**WHAT TO DO**
Repeat, word for word, the part of the records that opens with the line containing "Mark the sunlight" and closes with the line containing "pixel 119 1", including both of those lines.

□ □ □ □ □ □ □

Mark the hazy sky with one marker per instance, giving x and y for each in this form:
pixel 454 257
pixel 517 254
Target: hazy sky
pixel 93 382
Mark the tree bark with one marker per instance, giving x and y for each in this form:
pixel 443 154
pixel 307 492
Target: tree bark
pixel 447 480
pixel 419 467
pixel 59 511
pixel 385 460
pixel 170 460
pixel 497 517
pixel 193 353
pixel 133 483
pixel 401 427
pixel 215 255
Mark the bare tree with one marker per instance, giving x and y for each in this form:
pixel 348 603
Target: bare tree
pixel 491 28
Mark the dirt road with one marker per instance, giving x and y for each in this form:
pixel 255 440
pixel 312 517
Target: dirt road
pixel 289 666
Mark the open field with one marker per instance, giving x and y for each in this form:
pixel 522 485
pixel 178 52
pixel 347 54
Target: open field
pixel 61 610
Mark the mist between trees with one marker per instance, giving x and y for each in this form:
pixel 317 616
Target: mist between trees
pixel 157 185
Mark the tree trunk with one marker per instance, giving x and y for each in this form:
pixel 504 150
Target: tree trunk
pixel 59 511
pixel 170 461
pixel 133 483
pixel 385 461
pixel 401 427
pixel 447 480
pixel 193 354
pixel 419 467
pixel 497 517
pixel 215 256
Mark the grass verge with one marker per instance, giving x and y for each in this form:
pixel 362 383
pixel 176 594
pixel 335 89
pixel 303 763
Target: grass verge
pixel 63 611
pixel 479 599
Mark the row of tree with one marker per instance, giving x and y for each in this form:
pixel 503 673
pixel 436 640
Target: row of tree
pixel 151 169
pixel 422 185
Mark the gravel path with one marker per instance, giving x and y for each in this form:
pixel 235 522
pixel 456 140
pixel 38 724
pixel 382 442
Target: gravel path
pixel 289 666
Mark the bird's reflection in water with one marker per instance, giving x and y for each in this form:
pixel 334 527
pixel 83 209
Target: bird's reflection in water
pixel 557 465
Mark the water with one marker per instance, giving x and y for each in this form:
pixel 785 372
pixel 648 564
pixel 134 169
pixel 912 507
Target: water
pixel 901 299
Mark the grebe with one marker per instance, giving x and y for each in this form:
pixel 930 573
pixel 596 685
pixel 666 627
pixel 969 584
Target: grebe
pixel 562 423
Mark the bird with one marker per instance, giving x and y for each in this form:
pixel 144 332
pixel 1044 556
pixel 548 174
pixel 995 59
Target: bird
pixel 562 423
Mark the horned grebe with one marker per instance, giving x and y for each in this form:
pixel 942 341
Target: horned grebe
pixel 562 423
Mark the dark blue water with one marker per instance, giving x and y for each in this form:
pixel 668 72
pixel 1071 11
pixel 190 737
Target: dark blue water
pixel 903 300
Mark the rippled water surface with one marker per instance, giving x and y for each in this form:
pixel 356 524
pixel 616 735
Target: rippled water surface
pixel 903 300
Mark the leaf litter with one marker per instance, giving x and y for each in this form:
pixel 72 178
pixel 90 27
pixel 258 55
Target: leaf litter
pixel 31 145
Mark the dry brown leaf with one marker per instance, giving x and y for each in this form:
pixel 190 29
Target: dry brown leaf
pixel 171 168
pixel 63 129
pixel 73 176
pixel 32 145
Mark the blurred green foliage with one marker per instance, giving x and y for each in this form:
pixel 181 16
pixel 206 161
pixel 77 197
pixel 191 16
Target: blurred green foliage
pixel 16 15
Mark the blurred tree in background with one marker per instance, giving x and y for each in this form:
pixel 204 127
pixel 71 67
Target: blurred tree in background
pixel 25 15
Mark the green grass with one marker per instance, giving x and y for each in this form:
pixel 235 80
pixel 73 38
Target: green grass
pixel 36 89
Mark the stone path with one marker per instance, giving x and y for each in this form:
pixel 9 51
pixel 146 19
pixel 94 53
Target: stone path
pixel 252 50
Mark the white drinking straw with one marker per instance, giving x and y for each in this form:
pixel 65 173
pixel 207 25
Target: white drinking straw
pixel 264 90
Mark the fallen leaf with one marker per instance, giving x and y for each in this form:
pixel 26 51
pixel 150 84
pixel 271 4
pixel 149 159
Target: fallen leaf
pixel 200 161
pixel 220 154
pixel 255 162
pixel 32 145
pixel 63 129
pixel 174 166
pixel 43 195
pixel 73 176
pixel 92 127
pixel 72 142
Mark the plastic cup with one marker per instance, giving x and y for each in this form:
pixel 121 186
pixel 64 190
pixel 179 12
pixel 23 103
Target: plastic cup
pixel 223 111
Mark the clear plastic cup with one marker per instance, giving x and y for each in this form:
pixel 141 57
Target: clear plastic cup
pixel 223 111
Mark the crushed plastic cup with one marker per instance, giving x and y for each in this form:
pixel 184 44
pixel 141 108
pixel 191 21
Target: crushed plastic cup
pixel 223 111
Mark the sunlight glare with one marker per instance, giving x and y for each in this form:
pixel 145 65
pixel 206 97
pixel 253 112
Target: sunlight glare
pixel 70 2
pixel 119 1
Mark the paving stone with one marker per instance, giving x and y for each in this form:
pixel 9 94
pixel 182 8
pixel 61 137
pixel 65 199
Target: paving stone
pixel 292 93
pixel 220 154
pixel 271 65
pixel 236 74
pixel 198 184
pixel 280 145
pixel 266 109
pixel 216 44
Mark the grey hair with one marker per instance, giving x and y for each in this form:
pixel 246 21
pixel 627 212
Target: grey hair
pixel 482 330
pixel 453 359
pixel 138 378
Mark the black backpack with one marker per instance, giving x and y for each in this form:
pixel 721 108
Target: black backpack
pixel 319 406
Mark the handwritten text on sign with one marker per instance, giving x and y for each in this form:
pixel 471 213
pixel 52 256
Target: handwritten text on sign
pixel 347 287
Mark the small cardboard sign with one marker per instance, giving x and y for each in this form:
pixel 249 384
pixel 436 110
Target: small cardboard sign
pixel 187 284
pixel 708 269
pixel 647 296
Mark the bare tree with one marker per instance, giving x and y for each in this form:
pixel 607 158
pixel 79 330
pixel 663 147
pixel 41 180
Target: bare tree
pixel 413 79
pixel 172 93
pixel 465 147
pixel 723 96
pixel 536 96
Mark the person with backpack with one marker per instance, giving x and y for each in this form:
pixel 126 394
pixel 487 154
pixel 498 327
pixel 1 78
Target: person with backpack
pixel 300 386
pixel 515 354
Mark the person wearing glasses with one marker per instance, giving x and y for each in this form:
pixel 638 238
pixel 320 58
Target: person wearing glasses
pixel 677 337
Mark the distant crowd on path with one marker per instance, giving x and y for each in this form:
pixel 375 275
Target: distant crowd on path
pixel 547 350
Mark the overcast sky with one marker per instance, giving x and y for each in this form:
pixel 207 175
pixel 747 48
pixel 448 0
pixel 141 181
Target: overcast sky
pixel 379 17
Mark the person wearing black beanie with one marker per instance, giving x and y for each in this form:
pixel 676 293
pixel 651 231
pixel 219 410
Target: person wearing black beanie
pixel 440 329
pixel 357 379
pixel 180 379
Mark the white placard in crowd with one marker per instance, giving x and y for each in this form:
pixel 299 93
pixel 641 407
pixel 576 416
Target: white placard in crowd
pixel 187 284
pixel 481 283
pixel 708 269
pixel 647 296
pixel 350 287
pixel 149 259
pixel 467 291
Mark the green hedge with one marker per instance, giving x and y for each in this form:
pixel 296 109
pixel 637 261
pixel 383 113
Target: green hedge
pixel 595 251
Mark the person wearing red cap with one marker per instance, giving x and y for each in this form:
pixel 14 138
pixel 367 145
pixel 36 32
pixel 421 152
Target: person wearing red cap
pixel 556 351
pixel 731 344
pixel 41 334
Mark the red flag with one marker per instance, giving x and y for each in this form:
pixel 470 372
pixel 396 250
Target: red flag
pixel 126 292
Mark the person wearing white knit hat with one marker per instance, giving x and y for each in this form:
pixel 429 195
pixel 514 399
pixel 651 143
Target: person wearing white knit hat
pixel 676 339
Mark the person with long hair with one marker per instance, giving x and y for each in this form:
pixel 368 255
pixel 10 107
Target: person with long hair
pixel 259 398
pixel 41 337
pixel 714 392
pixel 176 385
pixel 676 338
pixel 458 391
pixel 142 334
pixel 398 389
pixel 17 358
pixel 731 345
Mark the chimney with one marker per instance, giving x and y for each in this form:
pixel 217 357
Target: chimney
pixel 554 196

□ □ □ □ □ □ □

**FINISHED TASK**
Mark the sunlight glare with one marker per instance, giving x and y for each in this form:
pixel 145 65
pixel 206 97
pixel 253 112
Target: sunlight glare
pixel 70 2
pixel 119 1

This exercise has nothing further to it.